Provided records -
• • •

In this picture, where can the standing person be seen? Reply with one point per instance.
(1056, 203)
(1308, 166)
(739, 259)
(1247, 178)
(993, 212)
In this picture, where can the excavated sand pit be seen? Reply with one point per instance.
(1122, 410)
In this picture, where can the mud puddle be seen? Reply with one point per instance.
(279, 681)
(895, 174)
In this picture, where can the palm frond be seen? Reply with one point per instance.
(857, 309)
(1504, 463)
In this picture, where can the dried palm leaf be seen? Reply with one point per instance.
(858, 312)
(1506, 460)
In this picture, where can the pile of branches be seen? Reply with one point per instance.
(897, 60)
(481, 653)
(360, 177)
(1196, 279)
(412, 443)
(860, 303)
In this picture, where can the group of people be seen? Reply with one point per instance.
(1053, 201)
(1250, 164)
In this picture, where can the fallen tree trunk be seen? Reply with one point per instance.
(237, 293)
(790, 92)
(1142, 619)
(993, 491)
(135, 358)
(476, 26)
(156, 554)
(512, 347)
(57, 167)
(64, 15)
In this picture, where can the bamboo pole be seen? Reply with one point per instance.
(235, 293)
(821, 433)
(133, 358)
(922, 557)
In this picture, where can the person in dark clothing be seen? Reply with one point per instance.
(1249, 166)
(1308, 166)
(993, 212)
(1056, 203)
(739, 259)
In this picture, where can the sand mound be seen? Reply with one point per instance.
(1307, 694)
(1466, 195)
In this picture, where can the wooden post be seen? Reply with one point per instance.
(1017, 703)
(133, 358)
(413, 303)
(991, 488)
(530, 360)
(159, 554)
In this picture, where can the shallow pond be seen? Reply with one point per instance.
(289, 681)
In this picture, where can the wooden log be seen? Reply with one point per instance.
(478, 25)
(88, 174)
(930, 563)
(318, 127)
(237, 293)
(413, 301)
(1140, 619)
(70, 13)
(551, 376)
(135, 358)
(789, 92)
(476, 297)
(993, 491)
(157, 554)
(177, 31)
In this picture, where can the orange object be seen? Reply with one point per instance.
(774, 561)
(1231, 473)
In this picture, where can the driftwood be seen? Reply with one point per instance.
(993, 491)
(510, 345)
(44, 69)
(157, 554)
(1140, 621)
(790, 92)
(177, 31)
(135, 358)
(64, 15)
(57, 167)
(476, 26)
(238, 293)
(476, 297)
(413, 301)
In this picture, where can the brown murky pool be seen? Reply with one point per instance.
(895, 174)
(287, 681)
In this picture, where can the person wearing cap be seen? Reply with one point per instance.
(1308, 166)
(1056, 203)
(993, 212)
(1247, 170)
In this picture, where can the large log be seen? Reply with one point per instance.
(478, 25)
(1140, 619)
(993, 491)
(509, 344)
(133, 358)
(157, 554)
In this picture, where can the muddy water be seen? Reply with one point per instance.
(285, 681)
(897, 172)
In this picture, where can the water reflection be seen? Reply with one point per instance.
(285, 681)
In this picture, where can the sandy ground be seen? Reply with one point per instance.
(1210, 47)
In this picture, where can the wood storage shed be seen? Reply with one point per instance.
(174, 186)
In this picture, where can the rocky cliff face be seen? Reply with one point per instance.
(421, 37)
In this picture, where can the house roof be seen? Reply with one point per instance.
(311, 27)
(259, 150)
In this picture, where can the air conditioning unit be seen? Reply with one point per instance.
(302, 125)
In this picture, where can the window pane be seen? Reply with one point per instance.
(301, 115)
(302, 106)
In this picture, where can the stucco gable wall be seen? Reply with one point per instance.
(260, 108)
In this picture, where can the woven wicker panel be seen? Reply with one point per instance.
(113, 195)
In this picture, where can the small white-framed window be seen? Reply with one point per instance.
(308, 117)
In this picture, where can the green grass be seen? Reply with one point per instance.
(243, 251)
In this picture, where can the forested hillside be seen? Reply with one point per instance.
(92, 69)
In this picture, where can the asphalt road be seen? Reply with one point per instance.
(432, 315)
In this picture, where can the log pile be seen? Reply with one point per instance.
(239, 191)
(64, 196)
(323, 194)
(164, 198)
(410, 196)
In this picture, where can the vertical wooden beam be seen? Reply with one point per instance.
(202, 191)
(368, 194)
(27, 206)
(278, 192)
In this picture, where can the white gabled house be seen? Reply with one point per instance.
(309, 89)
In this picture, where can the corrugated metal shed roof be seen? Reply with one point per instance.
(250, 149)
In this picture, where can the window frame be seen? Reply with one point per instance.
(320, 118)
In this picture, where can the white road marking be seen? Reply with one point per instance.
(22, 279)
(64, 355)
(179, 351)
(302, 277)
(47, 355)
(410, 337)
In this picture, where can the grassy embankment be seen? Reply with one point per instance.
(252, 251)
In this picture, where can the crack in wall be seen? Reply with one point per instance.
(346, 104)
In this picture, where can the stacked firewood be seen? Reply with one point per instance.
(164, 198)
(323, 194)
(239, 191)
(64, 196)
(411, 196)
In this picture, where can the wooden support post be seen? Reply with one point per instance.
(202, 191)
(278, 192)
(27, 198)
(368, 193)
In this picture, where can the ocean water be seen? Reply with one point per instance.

• • •

Problem to work on -
Copy everything from the line containing "In this picture, where can the palm" down to the line containing "(1506, 460)", changing "dried" to "withered" and leaving all else as it is.

Task output -
In this picture, where can the palm frond be seen? Reply with one point per instance.
(857, 309)
(1504, 463)
In this picture, where can the withered palm leaf be seen? Reply with one point per instance.
(858, 312)
(1506, 460)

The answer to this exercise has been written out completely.